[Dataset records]
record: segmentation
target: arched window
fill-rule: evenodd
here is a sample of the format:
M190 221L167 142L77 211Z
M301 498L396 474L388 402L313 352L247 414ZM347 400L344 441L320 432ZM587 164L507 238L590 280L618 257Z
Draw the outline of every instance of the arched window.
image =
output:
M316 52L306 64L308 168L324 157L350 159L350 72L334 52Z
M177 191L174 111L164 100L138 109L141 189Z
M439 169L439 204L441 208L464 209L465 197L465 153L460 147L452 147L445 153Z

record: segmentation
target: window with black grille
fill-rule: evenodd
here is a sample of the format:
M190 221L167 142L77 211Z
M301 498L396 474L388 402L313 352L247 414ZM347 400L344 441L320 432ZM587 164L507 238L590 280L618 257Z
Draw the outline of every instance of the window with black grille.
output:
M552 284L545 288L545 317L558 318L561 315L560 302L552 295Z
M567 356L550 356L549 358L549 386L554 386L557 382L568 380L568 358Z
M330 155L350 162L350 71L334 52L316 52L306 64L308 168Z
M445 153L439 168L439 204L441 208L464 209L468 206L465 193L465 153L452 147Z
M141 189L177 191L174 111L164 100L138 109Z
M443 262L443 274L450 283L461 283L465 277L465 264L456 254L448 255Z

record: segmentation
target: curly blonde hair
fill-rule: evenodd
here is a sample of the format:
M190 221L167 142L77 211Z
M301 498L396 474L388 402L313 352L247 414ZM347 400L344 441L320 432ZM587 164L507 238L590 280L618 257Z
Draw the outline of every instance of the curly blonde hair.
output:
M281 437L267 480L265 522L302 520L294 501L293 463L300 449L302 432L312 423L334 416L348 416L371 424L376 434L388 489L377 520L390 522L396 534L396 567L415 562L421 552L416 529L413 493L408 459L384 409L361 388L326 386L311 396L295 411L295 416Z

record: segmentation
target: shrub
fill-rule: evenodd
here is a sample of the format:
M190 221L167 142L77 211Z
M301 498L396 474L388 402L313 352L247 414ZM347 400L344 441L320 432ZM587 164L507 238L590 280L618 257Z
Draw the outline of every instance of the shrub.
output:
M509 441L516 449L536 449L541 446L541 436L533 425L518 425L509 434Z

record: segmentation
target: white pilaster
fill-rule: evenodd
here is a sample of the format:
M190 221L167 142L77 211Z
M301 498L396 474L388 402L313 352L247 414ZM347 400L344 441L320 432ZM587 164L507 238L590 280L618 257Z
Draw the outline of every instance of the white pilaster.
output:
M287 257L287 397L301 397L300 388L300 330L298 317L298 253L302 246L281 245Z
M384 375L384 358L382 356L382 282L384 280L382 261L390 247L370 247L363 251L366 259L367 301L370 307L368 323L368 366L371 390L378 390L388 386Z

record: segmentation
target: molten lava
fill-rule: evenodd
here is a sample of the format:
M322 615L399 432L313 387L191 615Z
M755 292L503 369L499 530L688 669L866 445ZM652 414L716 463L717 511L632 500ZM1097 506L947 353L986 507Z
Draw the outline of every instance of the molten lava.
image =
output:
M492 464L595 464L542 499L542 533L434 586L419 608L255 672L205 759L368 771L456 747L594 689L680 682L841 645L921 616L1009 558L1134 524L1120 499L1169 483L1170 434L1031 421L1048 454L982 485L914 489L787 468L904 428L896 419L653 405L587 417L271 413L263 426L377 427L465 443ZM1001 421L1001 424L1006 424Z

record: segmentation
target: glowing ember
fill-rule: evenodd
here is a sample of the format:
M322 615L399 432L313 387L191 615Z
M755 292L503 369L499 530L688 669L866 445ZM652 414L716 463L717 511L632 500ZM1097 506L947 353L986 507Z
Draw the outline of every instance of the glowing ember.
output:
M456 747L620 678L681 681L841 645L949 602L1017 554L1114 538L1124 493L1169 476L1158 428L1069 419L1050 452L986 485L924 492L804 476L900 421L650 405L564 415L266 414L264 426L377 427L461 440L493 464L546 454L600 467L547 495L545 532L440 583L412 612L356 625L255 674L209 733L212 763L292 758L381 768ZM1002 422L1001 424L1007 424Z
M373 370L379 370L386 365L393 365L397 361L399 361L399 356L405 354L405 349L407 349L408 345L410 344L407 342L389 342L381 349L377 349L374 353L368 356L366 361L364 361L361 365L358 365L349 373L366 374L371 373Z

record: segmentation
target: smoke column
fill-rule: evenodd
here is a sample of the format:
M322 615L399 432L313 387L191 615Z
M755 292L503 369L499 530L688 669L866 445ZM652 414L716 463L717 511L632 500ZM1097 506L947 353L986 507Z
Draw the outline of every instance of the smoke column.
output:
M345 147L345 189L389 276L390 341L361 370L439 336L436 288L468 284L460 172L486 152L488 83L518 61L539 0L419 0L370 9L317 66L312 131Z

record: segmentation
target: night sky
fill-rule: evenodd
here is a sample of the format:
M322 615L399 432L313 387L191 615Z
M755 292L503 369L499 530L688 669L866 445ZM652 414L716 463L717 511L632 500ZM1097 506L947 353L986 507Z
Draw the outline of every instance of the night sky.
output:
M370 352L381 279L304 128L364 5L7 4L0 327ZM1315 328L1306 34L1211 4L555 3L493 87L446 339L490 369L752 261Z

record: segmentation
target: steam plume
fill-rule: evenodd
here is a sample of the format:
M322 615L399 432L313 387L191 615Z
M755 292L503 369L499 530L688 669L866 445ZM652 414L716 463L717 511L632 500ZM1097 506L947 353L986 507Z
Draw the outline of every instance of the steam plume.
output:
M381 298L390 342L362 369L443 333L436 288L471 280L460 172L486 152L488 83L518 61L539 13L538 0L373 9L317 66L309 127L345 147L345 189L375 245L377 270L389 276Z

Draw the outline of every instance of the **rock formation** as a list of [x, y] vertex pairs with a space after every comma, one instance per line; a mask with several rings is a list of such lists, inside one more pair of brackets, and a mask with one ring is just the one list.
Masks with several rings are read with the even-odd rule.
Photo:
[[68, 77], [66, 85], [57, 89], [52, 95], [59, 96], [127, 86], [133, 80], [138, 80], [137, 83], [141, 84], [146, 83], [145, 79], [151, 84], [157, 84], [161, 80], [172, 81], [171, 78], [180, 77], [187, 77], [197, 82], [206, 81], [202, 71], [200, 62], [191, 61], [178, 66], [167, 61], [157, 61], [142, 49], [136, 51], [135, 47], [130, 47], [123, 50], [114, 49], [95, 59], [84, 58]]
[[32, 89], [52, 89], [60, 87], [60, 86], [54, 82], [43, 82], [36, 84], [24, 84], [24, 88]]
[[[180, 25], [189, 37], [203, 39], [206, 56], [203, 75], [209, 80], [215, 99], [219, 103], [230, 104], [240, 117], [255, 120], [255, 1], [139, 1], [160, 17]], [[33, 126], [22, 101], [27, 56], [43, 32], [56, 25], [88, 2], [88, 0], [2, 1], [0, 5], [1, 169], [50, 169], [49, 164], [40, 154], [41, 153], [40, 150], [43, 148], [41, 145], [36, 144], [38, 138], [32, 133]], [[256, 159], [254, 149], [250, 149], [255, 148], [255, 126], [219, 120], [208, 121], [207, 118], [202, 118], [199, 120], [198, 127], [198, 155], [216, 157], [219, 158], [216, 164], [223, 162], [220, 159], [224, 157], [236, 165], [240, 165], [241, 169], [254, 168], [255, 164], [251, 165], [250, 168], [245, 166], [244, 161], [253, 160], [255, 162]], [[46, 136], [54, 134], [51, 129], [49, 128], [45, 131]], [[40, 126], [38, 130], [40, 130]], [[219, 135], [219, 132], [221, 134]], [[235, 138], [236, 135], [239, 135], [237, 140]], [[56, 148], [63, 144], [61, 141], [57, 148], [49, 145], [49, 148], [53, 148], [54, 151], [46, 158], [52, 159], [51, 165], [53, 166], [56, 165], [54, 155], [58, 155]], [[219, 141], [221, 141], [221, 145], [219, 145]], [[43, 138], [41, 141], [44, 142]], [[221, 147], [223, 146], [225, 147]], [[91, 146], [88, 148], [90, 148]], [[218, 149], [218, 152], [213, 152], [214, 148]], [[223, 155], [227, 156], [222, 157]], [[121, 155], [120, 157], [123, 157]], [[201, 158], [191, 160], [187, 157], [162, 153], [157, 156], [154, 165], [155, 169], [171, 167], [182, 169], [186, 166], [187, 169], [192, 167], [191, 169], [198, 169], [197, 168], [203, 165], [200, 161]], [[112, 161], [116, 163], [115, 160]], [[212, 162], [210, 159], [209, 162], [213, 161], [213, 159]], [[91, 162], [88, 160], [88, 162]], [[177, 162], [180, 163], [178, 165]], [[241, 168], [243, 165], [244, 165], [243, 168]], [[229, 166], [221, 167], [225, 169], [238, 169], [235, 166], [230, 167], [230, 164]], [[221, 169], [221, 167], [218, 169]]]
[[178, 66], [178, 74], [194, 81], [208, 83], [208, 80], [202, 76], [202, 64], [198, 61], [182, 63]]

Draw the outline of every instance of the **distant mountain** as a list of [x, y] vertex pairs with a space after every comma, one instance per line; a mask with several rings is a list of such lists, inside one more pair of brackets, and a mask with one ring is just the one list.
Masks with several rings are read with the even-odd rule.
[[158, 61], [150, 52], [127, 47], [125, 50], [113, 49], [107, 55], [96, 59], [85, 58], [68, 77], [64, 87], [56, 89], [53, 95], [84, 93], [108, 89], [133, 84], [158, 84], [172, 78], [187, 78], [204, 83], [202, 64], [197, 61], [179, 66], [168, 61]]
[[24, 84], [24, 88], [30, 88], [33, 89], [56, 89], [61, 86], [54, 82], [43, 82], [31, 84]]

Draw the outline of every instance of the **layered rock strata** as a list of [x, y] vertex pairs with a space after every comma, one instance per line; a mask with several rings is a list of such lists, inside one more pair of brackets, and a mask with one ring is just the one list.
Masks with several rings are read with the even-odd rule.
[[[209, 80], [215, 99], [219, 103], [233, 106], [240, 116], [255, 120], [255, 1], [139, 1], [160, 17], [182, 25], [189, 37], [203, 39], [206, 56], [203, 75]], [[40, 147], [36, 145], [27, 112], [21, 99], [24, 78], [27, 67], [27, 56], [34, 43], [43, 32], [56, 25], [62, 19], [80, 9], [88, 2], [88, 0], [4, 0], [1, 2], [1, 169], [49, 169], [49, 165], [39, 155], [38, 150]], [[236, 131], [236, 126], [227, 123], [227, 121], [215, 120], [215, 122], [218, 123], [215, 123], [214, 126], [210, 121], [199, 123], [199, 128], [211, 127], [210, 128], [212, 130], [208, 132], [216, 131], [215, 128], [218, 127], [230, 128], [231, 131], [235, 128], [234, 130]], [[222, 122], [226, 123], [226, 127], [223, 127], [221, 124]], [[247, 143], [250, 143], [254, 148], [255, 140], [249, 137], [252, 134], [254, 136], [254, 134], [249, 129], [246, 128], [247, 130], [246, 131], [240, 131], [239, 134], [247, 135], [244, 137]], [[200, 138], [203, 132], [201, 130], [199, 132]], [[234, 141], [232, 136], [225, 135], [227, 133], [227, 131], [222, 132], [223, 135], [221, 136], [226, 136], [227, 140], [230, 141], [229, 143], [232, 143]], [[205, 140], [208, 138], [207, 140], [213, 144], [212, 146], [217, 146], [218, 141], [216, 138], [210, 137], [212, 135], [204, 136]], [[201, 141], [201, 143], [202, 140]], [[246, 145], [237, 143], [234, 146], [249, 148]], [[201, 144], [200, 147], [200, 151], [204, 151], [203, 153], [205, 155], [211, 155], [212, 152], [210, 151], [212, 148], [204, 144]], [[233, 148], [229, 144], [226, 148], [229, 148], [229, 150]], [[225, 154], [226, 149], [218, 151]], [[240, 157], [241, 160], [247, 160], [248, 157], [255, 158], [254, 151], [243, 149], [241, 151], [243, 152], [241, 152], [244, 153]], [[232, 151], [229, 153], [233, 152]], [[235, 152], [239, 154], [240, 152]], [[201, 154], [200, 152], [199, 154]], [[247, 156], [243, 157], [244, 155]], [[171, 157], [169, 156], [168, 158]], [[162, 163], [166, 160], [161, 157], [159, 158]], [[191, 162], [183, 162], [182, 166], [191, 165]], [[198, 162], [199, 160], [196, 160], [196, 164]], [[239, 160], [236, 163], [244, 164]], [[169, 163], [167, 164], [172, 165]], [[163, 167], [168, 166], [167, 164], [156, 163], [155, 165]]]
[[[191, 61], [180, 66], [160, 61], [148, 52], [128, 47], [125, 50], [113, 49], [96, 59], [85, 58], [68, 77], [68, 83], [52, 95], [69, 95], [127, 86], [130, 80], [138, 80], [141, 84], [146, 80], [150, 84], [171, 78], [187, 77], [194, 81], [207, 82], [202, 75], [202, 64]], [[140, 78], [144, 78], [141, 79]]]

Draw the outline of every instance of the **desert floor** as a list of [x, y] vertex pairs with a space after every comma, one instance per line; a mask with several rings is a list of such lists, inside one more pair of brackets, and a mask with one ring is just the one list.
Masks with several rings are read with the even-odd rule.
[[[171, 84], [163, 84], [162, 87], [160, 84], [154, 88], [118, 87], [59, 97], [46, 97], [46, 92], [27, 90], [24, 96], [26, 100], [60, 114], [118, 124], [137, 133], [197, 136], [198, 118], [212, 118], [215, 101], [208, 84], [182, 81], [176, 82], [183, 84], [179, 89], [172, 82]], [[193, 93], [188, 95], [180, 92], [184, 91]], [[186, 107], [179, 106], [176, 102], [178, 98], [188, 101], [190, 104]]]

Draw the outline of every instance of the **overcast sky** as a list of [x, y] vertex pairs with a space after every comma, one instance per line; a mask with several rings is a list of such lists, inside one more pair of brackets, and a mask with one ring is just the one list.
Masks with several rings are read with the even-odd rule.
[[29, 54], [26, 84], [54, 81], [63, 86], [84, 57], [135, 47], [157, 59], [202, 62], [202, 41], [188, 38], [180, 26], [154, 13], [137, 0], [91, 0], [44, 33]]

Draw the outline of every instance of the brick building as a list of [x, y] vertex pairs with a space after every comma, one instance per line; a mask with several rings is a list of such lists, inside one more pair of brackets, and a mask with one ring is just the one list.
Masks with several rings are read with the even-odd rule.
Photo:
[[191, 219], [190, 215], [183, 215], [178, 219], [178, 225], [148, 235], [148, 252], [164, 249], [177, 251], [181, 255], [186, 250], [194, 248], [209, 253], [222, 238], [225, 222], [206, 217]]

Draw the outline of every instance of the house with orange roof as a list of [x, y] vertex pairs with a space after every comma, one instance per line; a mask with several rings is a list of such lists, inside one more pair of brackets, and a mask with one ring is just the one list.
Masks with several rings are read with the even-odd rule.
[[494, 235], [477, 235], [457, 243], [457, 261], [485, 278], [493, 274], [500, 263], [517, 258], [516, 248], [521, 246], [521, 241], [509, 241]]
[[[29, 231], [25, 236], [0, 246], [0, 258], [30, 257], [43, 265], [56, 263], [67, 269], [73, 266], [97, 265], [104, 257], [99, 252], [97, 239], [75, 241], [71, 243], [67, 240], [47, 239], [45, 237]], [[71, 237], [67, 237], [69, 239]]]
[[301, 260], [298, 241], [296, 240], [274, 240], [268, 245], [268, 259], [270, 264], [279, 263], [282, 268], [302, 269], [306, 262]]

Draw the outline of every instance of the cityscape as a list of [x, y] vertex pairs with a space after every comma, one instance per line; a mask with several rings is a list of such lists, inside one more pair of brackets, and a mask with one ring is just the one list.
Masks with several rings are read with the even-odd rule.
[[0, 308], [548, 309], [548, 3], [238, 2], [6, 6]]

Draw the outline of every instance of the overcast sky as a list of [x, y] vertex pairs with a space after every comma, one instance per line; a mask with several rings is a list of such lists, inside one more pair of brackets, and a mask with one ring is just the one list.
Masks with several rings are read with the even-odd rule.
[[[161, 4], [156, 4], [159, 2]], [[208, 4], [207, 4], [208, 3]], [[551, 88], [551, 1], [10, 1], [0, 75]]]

What the exercise asks =
Can you rewrite the stretch of the listing from the line containing "Draw the outline of every instance of the overcast" through the end of the listing as a Markdown table with a Row column holding the row number and a Line column holding that line, omitting any blank lines?

The output =
| Row | Line |
|---|---|
| 1 | Draw the outline of every instance of the overcast sky as a list of [x, y] vertex pairs with a space after every comma, one instance per line; a mask with several rings is a list of such lists, inside one more pair of brackets, and a mask with one ring is just the one list. |
| 2 | Masks with several rings are read with the even-odd rule. |
| 3 | [[[161, 4], [156, 4], [159, 2]], [[208, 4], [207, 4], [208, 3]], [[551, 88], [551, 1], [10, 1], [0, 75]]] |